**Job**
Nothing but the lines from the one that contains "Class, indicate each instance of the cluster" through the end of the listing should appear, set down exactly.

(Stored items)

|---|

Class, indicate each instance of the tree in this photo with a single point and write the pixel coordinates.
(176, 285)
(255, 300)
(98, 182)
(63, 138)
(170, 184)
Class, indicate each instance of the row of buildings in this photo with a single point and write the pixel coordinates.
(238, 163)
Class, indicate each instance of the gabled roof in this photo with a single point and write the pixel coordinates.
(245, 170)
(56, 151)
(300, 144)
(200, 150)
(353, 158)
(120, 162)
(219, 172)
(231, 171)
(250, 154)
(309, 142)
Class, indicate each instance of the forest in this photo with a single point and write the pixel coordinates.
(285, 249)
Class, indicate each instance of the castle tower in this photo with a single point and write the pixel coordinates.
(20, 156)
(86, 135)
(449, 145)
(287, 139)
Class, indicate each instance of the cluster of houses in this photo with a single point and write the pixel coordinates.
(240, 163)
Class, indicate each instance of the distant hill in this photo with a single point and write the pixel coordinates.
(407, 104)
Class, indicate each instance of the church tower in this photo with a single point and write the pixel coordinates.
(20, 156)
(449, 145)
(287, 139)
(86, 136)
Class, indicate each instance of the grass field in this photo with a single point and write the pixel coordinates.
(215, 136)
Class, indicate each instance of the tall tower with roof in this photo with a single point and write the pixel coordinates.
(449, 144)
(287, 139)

|---|

**Result**
Class, indicate each instance of the cluster of houses in this photo with a single point and write the pixel coordinates.
(240, 163)
Class, indicate each instance of the distant hill in this photo with a single point and write the pixel coordinates.
(407, 104)
Class, indicate each instance of the church tower in this photo with a single point and write the pixel coordinates.
(20, 156)
(449, 145)
(287, 139)
(86, 136)
Class, indicate each instance of the grass field in this photo with a single point and write the pixel coordinates.
(215, 136)
Class, indicate each instance of the tall tower with roof in this photo with a single point and write the pixel coordinates.
(449, 144)
(287, 139)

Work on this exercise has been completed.